*TASK DESCRIPTION*
Extend the passage below about the Church Homes strike and its hiring of permanent replacements, picking up right after its final sentence.

*SOURCE PASSAGE*

•••••

As noted, the case began in 1999, when the employer, Church Homes, Inc., began hiring permanent replacement employees a month into a strike. Under federal labor law, an employer is permitted to hire permanent replacements for strikers involved in an economic strike. The strike was an economic strike, so permanent replacements were permitted, but what made this case different was the fact that Church Homes actively concealed its hiring of the replacements, bringing them on board without notice to the union or the strikers. It was not until several weeks later, after approximately 100 replacements had been hired, that the company revealed this fact during a mediation session. The union subsequently made an unconditional offer to return to work, but only 79 of the approximately 185 strikers were returned by the company. The company relied on its hiring of permanent replacements, as it is typically permitted to do in an economic strike situation, to deny reinstatement to the other strikers.

•••••

*DATASET RECORDS*
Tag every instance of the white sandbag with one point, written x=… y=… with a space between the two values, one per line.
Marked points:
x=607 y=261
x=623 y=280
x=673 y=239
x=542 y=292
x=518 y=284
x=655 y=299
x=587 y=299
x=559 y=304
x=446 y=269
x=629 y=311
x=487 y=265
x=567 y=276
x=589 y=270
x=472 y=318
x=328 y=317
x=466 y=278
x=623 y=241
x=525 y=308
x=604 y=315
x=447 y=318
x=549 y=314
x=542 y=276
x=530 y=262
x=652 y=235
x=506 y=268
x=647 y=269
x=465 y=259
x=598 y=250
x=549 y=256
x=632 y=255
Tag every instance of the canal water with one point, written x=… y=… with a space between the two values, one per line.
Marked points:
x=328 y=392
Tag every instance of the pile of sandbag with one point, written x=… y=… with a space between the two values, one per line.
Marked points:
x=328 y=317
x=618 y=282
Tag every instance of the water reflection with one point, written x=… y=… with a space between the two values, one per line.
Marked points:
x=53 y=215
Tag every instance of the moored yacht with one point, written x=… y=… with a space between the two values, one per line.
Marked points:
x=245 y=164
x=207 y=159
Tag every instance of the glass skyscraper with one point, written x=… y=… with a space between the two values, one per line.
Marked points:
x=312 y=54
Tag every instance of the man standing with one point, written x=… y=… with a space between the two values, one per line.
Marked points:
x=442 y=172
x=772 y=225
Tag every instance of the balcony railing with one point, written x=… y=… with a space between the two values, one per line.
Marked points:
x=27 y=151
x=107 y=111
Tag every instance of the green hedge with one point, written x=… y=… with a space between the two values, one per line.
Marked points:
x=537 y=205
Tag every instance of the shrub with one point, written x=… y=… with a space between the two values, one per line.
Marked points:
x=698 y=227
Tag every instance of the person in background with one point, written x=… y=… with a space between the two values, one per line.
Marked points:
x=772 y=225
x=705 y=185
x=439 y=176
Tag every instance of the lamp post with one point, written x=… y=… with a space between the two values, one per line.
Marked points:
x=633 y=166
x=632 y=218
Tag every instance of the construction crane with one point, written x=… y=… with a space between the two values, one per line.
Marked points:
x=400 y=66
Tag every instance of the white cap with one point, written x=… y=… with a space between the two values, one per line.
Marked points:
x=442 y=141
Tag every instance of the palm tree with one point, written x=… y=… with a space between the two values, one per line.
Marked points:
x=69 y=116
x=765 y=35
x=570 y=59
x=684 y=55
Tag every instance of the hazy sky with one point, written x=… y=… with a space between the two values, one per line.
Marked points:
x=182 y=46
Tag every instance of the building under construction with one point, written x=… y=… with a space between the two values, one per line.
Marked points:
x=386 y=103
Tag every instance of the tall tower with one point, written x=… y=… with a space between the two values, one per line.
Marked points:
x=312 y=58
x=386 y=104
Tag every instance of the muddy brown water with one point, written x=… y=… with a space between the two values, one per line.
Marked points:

•••••

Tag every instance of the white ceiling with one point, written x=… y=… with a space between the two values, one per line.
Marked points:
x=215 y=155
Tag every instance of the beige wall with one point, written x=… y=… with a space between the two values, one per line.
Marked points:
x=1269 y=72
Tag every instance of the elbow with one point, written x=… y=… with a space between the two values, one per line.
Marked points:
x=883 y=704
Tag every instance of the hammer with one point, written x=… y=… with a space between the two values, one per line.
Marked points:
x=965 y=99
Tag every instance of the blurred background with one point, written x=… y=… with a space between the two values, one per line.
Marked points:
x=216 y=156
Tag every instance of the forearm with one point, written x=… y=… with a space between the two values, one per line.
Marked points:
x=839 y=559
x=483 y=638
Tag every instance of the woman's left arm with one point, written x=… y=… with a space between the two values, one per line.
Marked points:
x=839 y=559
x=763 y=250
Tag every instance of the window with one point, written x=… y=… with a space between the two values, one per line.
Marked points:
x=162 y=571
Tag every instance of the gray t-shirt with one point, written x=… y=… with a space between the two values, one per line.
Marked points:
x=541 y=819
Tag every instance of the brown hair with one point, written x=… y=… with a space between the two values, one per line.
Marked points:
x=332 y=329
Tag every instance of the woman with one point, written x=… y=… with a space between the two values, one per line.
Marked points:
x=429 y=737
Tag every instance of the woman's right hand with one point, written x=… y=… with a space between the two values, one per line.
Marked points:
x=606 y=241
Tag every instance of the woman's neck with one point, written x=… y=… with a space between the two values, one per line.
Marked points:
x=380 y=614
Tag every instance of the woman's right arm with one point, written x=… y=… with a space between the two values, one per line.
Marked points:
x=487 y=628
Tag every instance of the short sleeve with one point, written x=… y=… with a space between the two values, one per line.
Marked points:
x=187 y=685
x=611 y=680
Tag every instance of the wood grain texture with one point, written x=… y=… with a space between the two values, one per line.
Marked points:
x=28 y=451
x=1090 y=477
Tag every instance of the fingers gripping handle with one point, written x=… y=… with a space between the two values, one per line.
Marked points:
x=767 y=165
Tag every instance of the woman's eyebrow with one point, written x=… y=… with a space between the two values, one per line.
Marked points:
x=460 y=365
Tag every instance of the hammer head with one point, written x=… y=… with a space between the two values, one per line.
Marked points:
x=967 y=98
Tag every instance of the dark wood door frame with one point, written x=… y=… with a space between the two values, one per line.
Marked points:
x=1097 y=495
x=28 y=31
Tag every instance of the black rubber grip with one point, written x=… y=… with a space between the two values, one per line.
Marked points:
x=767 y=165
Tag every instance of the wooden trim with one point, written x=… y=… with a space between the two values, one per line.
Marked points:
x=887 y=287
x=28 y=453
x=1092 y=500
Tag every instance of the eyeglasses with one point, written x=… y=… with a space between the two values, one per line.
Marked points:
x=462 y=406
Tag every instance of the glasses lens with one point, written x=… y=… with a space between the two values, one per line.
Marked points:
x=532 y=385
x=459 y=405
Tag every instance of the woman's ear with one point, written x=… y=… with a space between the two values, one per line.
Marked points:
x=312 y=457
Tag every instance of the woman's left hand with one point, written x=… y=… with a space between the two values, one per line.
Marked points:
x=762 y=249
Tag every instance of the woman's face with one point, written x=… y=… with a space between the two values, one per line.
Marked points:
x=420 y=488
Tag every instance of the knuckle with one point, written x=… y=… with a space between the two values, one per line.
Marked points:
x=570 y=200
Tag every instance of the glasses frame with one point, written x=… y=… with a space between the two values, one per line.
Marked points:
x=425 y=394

•••••

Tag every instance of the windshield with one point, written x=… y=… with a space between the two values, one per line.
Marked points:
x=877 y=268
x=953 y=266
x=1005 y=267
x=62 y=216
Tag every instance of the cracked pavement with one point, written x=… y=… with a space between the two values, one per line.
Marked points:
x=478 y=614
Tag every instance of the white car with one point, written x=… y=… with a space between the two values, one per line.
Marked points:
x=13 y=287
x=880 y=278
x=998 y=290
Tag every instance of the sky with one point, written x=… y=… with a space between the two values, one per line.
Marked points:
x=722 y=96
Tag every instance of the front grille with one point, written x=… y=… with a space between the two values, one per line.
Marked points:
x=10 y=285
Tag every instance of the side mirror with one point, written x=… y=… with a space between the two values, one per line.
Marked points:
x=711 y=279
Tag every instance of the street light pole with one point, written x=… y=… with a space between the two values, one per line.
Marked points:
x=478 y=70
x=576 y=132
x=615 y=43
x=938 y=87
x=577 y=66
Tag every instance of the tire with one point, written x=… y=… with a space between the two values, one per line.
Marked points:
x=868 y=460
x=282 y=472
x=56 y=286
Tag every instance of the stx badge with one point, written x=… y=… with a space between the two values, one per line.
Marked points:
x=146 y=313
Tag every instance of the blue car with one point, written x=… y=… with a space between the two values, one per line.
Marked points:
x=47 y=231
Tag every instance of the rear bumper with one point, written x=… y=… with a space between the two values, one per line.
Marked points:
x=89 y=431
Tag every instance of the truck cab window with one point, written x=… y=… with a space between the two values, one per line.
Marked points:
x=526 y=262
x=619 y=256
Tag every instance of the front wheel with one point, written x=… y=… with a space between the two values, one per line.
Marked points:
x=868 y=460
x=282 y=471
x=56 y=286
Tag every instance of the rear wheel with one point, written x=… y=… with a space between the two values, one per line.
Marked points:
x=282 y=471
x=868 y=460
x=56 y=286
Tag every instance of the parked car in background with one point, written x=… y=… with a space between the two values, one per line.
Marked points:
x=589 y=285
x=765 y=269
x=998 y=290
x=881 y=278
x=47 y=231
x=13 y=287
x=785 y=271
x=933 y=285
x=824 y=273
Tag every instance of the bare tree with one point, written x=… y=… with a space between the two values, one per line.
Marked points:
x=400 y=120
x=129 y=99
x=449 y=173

•••••

*RESULT*
The union filed unfair labor practice charges against the company claiming that the employer’s hiring of permanent replacement workers was not for legitimate business reasons but rather was to punish the strikers and break the union. An Administrative Law Judge initially found merit in the charges and ruled against the employer. Church Homes appealed to the National Labor Relations Board. In a 2-1 decision the Board found in favor of Church Homes. The Board recognized the long standing right of an employer to hire permanent replacements during an economic strike and further found that the employer had no obligation to advise the union that it was hiring replacements. As a result, it concluded that the NLRB’s General Counsel had failed to carry its burden of proving that the employer acted unlawfully.

The Board’s decision was appealed to the United States Court of Appeals for the Second Circuit which, in 2006, reversed the Board’s decision. While the Court agreed that permanent replacements were appropriate in an economic strike and that there was no absolute obligation for an employer to notify a union in advance of the hiring permanent replacements, it concluded that active concealment of the hiring of replacements can support an inference of improper motive, absent proof of an affirmative legitimate reason for the secrecy. The Court remanded the case to the Board for further consideration.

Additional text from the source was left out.